> _Treść zadania A_
Jakie opowiadanie jest tytułowym utworem zbioru omawianego w tekście o opowiadaniach Shirley Jackson?
> _Treść zadania B_
Proszę napisać dalszy ciąg tekstu o opowiadaniach Shirley Jackson, zaczynając od miejsca, w którym się kończy.

> _Podany tekst_
Aż tak widać, że kocham Shirley Jackson? Niestety to ostatni tom wznowień Repliki. Tym razem jest to zbiór opowiadań ze słynną tytułową Loterią. Nie są to jednak horrory, choć nie brakuje w nich ukrytej grozy codzienności.
Nadchodzi zima
– Co to za czasy, jeżeli szesnastoletnie panienki mają takie czarne myśli – odezwał się i chciał dodać: „Za moich młodych lat dziewczyny myślały wyłącznie o koktajlach i randkach”, ale się powstrzymał […].
– Nie przestaję o tym myśleć – mówiła teraz cicho, ale bardzo wyraźnie, nie do niego, ale do określonego punktu na przeciwległej ścianie. – Wyobrażam sobie, że zacznie się od kościołów. Najpierw pójdą kościoły, nawet chyba przed Empire State Building. A potem wielkie kamienice czynszowe. Te na skarpie. Będą się powoli, ale nieuchronnie zsuwały do rzeki. Ze wszystkimi mieszkańcami. Potem szkoły. Może w czasie lekcji łaciny, podczas rozbioru tekstów Cezara. – Spojrzała mu prosto w twarz. W oczach jej malowało się podniecenie […].
– Nabijasz sobie niepotrzebnie głowę tymi ponurymi myślami. Kupiłabyś sobie jakiś tygodnik filmowy i poczytała sobie o gwiazdach.

> _Pokazane dane_
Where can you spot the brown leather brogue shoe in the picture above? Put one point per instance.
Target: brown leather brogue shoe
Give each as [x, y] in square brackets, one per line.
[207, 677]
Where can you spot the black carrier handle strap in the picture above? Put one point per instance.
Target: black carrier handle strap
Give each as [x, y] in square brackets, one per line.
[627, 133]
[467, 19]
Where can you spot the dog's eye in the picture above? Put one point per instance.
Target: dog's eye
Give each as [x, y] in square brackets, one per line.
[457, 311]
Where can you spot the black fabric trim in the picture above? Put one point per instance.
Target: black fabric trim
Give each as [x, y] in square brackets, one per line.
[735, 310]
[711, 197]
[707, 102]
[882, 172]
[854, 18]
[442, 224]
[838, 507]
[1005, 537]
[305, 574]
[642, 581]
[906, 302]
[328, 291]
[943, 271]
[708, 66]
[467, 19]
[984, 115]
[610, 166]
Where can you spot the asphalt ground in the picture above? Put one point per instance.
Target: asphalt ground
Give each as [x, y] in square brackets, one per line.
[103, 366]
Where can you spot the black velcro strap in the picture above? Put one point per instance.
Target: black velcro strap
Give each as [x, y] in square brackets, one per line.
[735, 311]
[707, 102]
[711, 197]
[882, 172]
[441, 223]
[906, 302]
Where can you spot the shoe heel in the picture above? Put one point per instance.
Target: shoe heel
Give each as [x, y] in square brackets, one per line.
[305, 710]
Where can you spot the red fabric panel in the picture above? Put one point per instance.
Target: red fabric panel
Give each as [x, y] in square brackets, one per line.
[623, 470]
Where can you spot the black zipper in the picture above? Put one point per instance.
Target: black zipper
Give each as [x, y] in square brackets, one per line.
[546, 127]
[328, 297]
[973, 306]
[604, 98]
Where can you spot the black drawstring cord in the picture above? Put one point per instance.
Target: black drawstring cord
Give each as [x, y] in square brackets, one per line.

> _Odpowiedź A_
Tytułowym opowiadaniem zbioru jest „Loteria”.

> _Odpowiedź B_
– Będę mogła przebierać w magazynach filmowych, ile mi się tylko będzie podobało – powiedziała z naciskiem. – Bo widzi pan, kolejka podziemna przebije się z tunelu na ulicę i kioski gazetowe zostaną zmiażdżone. Będzie można wziąć, co się będzie chciało. Pisma, batoniki czekoladowe, pomadki do ust. Sztuczne kwiaty i suknie będą się poniewierały po bruku, bo wielkie magazyny też się rozlecą. Nawet futra będą do wzięcia.
– Mam nadzieję, że sklepy monopolowe też się rozpadną – zażartował. Zaczynała mu działać na nerwy. – Wezmę sobie skrzynkę koniaku i będę miał spokój do końca życia.
– Biurowce zamienią się w kupę gruzów. – Spojrzała mu prosto w oczy. – Pewnie chciałby pan znać dokładnie co do minuty czas, w którym to się zacznie.
– Zrozumiałem – parsknął. – Zginę tak samo jak wszyscy. Zrozumiałem.
– A potem wszystko zupełnie się zmieni. To, co teraz rządzi światem, zginie. Będziemy mieli nowe porządki, zupełnie nowy styl życia. Nawet nie wykluczam, że nie wolno będzie ludziom mieszkać w domach, żeby jedni nie mogli mieć tajemnic przed drugimi. Rozumie pan?
– I może wszystkim siedemnastoletnim dziewczynkom każą siedzieć w szkole i nauczą ich rozumu – dodał wstając.
– Szkół nie będzie. Żadnej nauki. Na wszelki wypadek. Żeby znowu nie powstał taki sam świat jak nasz (s. 12-14).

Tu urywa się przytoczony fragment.